To do: Reproduce word for word the lines of the records that begin with the line containing "</instance>" and run through the line containing "0L160 73L110 804L244", including both of those lines.

Dataset extract:

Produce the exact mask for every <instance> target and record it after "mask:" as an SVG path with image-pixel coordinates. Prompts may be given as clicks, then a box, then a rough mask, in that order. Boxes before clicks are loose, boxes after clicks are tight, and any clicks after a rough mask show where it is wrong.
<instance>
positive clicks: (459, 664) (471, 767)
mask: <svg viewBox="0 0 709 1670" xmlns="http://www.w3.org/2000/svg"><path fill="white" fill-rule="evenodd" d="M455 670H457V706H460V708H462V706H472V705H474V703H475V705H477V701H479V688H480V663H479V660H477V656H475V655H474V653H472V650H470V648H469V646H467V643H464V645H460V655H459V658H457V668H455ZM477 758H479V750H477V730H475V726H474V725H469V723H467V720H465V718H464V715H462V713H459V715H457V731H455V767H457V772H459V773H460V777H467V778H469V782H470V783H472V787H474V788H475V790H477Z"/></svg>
...
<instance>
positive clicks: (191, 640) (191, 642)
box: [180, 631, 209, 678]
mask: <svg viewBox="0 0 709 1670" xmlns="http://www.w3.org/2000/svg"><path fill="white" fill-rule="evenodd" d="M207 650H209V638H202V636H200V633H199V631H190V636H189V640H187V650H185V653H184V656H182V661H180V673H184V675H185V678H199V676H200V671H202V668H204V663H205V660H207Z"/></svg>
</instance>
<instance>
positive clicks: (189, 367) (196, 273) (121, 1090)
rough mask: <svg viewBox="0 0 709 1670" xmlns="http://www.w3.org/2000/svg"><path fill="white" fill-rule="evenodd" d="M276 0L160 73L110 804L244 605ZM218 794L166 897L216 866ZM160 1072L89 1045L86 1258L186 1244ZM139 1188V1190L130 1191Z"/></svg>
* * *
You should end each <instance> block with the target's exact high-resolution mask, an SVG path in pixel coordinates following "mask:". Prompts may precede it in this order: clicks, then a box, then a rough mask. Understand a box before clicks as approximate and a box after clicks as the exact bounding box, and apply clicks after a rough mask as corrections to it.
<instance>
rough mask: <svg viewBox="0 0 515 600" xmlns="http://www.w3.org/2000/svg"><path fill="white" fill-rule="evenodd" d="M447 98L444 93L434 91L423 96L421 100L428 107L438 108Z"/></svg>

Response:
</instance>
<instance>
positive clicks: (189, 367) (196, 273) (121, 1090)
rough mask: <svg viewBox="0 0 709 1670" xmlns="http://www.w3.org/2000/svg"><path fill="white" fill-rule="evenodd" d="M276 0L160 73L110 804L244 605ZM218 794L166 897L216 866ZM160 1072L89 1045L86 1258L186 1244ZM139 1188V1190L130 1191Z"/></svg>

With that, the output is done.